--- Supplied records ---
══════════

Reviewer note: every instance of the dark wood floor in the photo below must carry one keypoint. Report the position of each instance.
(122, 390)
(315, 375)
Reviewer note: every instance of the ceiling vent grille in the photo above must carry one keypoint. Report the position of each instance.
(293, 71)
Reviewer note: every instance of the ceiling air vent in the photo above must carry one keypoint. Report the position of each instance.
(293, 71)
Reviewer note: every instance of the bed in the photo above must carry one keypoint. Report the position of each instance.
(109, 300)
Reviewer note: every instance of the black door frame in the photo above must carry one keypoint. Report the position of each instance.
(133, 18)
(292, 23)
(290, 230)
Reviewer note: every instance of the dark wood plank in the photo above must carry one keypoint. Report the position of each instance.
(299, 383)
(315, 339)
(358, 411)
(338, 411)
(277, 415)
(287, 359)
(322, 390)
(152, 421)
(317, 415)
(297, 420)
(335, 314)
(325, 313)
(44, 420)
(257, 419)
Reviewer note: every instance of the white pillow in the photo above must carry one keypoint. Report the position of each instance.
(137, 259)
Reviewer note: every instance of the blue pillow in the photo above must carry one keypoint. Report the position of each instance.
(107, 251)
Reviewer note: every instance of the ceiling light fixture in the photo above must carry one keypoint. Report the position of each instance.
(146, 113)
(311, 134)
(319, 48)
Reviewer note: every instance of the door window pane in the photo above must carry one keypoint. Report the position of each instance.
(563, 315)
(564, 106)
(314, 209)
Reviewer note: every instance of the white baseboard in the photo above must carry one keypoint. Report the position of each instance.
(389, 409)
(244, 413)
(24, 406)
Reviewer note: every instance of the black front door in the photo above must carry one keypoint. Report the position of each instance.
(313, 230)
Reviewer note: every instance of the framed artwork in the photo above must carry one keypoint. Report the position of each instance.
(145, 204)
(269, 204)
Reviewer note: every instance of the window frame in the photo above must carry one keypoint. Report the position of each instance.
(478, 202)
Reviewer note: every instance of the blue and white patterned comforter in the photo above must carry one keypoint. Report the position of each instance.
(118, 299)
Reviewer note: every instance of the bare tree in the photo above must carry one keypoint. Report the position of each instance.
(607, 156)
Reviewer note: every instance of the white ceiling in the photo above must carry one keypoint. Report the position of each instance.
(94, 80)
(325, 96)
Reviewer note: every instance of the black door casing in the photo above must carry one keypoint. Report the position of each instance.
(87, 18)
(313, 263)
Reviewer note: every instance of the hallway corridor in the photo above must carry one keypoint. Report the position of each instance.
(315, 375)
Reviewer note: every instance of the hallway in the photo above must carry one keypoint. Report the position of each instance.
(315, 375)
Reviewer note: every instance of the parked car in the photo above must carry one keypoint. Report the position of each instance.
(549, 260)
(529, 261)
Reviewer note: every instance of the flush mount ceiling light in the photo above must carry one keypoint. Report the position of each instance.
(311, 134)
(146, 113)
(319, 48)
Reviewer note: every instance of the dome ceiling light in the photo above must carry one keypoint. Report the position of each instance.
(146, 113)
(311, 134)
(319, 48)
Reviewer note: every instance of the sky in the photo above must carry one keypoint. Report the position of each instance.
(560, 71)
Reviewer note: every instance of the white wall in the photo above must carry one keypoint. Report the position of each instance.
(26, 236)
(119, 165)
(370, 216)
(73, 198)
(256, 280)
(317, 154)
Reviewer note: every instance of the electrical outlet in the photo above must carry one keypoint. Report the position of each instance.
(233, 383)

══════════

--- Work instruction ---
Give every line of the listing again. Keep each one exact.

--- Exercise output ---
Reviewer note: every instance of the dark wood floor in the photo below must carry one keypoint. Report the position of each instance.
(122, 390)
(315, 375)
Reviewer note: every instance of the ceiling vent grille in the photo above must carry one keypoint. Report the position of each instance.
(293, 71)
Reviewer note: every instance of the ceiling air vent in the photo above must carry one keypoint. Report the position of each instance.
(293, 71)
Reviewer note: every instance of the bed in the photo above must carry one keypoint. Report the position of each instance.
(109, 300)
Reviewer note: every instance of the black door frame in the photo above must carry one keypoint. Report the position of each instance.
(133, 18)
(292, 23)
(290, 230)
Reviewer note: every instance of the dark wood plank in the photo above must carry one keypoint. Report the position of each instance.
(299, 383)
(315, 339)
(358, 411)
(338, 411)
(277, 415)
(287, 359)
(322, 390)
(152, 421)
(317, 415)
(297, 420)
(335, 314)
(325, 313)
(44, 420)
(257, 419)
Reviewer note: every instance of the white pillow in the photo above must carry one keypoint. Report the position of each instance.
(137, 259)
Reviewer note: every instance of the blue pillow in the photo above must carry one keypoint. Report the position of each instance.
(107, 251)
Reviewer note: every instance of the ceiling light fixture in the photo above must carry one keypoint. Report the position of each instance.
(146, 113)
(311, 134)
(319, 48)
Reviewer note: every instance of the door window pane in the photo above must carry one keypoint. Report the position of each instance.
(563, 315)
(564, 106)
(314, 209)
Reviewer note: every instance of the white baseboard in the photo above must carry one keypoint. Report the position of each instance.
(389, 409)
(244, 413)
(24, 406)
Reviewer note: every instance of the black front door in the photo above must carry one keypoint. Report the position of each instance.
(313, 230)
Reviewer note: every instance of the framed artwork in the photo above must carry one keypoint. Report the position of each instance.
(145, 204)
(269, 204)
Reviewer note: every instance of the window frame in the photo above must carry one keypoint. Report the position of each instance.
(478, 202)
Reviewer note: every instance of the blue and white patterned comforter in the photo above must carry one keypoint. Report the position of each instance.
(118, 299)
Reviewer note: every instance of the bare tree in the photo above must carry one keypoint. Report the position of each instance.
(607, 156)
Reviewer note: every instance of the white ceiling in the photo above must carry one keypoint. Report the position of each instance.
(94, 80)
(325, 96)
Reviewer note: every instance of the black door casing in the photo above must carry one keypoint. Report the position of each instance.
(87, 18)
(313, 263)
Reviewer note: every instance of the hallway corridor in the photo above must carry one keypoint. Report the position of each instance.
(315, 375)
Reviewer note: every instance of the hallway in the photo above must carry one keypoint. Report the position of each instance.
(315, 375)
Reviewer note: every instance of the parked car in the photo above must carry one keypoint. Report the position of each instance.
(549, 260)
(529, 261)
Reviewer note: every instance of the flush mount ceiling light in the photo above must carry one keypoint. Report the position of each instance.
(311, 134)
(146, 113)
(319, 48)
Reviewer note: every instance of the dome ceiling light in the photo above must carry one keypoint. Report the position of each instance.
(146, 113)
(311, 134)
(319, 48)
Reviewer note: every instance of the sky in the photo above must carry one keypoint. Report the position of each instance.
(560, 71)
Reviewer note: every instance of the white wall in the photo above must carry one keypoint. Report the position of each instance.
(26, 236)
(119, 165)
(370, 216)
(73, 198)
(256, 280)
(317, 154)
Reviewer note: every instance of the electrical outlet in the photo above must carry one keypoint. Report the position of each instance.
(233, 383)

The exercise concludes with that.